Bounding-box records
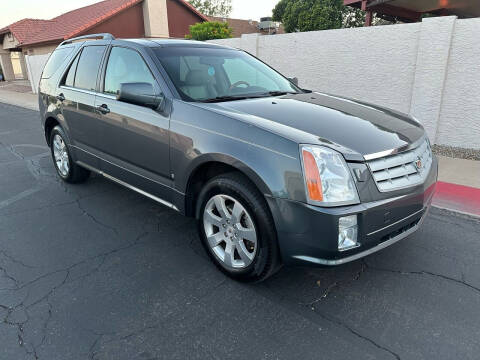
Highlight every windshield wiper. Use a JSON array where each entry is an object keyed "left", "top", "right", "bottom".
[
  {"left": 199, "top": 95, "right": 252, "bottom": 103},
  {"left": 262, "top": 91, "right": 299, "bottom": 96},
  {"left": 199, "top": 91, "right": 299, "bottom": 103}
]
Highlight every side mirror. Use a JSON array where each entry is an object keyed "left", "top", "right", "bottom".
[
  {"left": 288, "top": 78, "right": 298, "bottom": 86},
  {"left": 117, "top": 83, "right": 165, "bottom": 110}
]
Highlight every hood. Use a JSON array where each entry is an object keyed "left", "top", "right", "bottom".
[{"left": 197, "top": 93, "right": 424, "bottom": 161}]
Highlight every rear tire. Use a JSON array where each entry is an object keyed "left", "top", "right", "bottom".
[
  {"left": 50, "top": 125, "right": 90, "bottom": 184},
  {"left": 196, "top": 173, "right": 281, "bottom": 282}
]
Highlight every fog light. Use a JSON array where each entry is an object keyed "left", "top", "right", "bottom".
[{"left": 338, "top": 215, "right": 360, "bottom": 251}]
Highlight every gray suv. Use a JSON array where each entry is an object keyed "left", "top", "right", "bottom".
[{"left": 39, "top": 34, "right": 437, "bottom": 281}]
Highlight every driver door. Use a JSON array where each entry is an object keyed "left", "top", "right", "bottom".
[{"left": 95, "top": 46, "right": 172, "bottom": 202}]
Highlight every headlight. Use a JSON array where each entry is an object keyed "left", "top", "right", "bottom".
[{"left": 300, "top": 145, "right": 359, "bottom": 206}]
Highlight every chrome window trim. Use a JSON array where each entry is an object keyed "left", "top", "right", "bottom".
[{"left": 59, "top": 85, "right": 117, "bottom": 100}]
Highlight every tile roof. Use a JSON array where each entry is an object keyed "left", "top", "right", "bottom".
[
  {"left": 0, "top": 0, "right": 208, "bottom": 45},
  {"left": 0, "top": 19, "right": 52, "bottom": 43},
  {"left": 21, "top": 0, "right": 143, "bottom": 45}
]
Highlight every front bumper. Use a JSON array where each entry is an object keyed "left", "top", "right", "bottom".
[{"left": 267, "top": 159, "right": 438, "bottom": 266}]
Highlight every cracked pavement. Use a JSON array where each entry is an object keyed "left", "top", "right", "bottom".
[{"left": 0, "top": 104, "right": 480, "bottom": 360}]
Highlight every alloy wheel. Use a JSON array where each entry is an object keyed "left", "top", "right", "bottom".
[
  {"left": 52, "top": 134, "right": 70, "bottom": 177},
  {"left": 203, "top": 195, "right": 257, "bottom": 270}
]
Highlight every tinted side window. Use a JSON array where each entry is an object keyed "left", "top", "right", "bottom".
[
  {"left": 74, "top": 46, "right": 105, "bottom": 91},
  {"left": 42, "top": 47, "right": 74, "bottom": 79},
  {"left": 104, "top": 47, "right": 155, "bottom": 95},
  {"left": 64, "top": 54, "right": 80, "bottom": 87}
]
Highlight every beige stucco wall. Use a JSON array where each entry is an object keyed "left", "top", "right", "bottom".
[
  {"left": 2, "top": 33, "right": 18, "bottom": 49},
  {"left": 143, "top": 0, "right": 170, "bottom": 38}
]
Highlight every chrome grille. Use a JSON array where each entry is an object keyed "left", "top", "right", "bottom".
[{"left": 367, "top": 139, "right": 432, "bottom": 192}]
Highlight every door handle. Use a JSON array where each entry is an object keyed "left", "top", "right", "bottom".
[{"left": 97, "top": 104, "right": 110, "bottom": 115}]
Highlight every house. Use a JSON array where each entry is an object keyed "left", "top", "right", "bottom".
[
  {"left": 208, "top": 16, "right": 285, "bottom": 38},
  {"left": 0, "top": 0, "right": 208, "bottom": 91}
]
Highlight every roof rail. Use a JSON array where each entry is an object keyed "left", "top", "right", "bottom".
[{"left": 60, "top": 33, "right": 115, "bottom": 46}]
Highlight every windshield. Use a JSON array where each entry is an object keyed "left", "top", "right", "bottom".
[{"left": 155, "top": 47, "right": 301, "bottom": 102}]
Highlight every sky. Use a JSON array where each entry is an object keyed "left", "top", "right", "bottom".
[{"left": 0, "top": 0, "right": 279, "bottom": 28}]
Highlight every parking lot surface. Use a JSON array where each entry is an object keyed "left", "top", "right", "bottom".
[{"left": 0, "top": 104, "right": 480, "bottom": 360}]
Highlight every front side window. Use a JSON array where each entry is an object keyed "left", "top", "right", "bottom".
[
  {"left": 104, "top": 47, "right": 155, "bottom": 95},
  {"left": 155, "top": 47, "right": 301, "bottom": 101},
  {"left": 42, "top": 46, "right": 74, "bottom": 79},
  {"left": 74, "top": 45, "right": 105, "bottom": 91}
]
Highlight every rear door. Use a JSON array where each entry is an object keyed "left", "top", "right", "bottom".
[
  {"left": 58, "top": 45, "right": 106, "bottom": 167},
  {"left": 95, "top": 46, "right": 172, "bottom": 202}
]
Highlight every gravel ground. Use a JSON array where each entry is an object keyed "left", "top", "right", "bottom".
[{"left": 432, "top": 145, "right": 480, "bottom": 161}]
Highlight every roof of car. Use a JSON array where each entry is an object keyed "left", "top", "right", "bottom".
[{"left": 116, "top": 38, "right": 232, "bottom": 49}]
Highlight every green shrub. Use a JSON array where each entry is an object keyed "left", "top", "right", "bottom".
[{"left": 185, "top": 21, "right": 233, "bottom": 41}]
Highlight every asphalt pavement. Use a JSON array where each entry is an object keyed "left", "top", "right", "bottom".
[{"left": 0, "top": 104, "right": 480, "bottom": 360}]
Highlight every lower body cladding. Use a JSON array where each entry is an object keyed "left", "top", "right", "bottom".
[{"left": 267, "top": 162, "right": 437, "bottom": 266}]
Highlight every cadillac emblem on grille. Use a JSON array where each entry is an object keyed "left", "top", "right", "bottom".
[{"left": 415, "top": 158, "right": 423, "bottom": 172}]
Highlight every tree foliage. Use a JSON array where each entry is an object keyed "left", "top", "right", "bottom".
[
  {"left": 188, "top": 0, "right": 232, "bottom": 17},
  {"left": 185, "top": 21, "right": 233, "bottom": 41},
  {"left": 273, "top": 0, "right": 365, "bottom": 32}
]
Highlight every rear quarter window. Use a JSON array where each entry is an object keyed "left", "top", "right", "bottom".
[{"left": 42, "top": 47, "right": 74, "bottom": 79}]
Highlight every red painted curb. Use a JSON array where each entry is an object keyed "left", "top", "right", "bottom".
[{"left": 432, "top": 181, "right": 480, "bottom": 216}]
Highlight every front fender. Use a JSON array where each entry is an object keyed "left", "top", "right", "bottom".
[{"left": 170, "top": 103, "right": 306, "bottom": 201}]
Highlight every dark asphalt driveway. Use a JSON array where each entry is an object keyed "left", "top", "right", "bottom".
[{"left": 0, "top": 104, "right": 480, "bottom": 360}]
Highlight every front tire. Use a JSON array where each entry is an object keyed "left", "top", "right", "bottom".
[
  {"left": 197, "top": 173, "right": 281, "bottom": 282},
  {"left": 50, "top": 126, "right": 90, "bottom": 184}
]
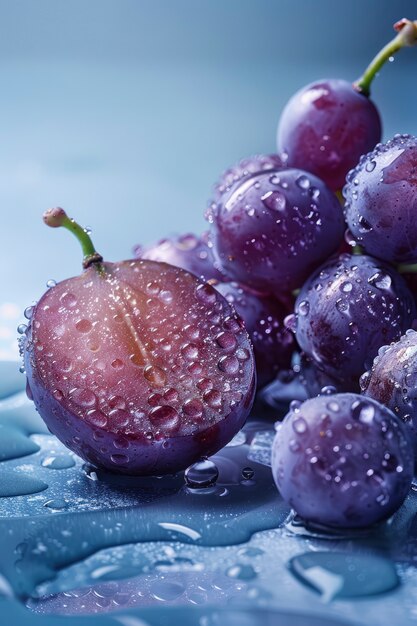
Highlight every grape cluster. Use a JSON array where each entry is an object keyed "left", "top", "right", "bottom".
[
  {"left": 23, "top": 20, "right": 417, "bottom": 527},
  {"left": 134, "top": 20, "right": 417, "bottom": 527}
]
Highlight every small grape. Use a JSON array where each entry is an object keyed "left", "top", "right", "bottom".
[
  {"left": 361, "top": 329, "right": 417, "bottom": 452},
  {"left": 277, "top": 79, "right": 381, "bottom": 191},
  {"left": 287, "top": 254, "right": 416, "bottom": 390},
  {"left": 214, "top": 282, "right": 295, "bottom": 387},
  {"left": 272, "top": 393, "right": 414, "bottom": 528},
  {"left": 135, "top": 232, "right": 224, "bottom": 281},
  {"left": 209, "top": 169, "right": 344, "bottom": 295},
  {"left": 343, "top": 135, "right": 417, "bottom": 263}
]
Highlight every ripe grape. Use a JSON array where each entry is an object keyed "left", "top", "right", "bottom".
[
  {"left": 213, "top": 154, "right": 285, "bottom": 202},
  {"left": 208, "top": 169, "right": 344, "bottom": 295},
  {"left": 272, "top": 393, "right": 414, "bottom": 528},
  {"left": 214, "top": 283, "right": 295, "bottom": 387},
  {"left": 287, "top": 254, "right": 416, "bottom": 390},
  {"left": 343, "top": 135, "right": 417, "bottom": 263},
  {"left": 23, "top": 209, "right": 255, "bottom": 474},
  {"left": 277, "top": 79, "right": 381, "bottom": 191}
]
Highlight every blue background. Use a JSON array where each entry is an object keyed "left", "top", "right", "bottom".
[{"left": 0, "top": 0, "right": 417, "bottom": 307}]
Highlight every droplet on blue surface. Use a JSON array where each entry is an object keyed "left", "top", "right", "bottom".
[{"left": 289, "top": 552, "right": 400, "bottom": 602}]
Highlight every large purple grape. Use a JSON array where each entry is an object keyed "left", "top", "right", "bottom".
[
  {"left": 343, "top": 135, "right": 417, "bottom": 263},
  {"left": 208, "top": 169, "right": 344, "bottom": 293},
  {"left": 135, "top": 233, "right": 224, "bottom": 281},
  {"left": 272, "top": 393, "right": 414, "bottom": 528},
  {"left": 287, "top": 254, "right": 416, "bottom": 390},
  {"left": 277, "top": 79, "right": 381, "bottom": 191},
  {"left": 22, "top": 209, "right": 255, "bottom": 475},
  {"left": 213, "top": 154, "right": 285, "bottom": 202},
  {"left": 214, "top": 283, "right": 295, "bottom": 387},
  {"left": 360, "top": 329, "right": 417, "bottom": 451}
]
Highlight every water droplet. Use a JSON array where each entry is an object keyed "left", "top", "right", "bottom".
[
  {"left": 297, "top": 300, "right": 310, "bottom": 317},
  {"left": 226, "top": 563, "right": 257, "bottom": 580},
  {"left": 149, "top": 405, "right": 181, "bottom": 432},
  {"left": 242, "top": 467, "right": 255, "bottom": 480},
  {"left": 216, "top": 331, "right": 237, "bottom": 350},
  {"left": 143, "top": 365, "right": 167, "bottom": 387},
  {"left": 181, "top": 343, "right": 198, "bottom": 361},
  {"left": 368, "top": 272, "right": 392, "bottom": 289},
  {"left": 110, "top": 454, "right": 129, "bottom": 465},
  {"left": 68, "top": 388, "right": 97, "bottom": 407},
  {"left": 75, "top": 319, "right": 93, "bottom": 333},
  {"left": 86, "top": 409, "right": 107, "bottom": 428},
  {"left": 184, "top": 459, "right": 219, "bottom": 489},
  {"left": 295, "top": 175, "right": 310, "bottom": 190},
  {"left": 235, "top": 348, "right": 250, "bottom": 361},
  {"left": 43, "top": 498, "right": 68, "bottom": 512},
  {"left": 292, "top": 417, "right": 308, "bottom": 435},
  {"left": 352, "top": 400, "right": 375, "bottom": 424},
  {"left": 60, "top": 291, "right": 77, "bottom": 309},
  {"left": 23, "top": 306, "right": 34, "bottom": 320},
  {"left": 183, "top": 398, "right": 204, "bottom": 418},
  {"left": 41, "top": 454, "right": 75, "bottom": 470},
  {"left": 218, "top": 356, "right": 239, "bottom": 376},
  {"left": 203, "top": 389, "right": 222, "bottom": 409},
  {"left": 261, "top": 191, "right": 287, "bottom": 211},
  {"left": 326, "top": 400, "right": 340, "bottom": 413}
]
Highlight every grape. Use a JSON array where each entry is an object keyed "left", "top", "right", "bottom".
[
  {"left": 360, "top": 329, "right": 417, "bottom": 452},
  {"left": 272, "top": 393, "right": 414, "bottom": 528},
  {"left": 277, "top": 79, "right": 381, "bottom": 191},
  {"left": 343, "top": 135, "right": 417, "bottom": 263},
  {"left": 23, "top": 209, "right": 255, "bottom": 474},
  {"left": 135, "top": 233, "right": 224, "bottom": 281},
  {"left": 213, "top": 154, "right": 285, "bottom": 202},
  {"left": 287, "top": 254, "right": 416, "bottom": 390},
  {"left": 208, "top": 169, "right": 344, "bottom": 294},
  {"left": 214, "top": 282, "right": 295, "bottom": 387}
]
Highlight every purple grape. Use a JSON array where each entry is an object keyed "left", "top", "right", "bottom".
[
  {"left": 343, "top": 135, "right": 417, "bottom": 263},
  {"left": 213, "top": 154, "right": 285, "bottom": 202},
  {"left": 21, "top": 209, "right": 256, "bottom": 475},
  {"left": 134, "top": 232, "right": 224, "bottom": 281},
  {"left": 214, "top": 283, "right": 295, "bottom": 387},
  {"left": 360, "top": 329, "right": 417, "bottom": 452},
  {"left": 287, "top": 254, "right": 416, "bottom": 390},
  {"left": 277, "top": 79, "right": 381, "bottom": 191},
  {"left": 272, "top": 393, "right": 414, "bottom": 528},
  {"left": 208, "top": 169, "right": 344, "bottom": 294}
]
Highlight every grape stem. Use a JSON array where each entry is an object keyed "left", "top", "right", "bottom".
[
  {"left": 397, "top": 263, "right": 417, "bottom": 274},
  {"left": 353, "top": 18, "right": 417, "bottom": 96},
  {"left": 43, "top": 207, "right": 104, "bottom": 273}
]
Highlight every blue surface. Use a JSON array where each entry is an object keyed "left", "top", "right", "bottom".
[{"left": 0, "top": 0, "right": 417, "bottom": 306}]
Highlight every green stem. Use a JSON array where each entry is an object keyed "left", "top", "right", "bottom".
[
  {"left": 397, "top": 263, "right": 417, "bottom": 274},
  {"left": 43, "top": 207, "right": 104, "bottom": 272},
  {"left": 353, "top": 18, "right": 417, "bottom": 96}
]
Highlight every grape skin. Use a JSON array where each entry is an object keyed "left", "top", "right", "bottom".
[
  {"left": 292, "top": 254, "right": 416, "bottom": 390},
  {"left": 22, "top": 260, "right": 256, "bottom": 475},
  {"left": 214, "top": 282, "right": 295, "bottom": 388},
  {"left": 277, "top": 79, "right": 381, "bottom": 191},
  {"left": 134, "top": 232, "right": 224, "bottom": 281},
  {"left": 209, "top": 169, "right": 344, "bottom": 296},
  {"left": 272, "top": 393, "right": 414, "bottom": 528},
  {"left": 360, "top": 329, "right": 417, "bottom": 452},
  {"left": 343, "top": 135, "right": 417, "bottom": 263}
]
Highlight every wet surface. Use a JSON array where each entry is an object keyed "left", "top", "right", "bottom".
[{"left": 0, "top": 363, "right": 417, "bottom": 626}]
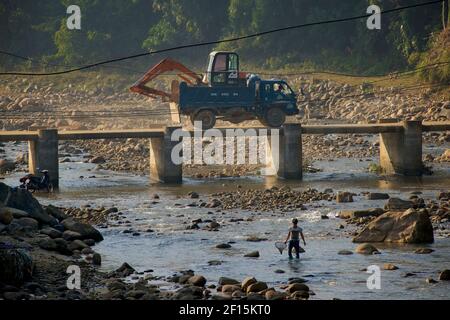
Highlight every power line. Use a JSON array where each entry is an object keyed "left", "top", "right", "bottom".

**Requirements**
Show each line of the data above that contains the word "green", copied in full.

**Problem solution**
Highlight every green shrub. Use a JSON array where each entry is an object keyed "left", "top", "right", "bottom".
Highlight every green stem. Use a JSON array where each entry is an object keyed "left", "top", "right", "bottom".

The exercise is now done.